_Work to do:_
In the listing below, rewrite the part that begins with the line containing "the red circle" and runs through the end of the listing. Substitute "marker" for "keypoint" and leave everything else unchanged.

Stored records
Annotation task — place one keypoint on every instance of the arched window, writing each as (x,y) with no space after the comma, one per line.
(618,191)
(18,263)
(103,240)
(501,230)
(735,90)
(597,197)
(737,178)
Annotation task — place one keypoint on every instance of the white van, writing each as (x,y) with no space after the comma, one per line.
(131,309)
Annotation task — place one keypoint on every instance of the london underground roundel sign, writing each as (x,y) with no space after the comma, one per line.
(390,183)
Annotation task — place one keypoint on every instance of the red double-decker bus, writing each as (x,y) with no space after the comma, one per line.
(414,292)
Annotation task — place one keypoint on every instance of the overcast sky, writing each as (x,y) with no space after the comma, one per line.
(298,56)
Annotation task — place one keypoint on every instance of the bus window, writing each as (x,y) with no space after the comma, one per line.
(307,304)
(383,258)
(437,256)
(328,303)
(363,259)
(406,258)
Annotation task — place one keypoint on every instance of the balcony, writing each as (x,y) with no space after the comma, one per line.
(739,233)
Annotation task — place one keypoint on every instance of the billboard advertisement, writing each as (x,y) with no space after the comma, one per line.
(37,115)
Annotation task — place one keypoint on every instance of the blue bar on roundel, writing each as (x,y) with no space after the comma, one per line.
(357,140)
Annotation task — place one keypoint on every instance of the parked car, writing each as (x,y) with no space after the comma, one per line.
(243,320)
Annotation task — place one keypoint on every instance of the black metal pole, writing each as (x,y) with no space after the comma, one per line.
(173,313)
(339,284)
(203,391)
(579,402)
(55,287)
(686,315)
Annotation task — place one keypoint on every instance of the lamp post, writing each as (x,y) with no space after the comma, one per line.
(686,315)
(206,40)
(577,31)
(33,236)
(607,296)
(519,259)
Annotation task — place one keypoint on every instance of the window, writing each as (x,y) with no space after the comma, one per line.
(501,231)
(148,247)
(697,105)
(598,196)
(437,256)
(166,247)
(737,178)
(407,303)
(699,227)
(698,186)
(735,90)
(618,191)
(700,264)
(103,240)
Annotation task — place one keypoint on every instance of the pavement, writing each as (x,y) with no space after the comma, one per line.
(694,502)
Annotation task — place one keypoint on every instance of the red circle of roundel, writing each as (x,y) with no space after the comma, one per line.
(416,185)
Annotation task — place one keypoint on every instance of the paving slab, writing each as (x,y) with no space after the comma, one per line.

_Reply:_
Annotation task — place one marker on every instance of the red circle of roundel, writing each as (x,y) with no space after the comma, one per line.
(416,185)
Annotation task — place one marker on every instance of the paving slab, writing each as (x,y) with no space after the comma, one per line.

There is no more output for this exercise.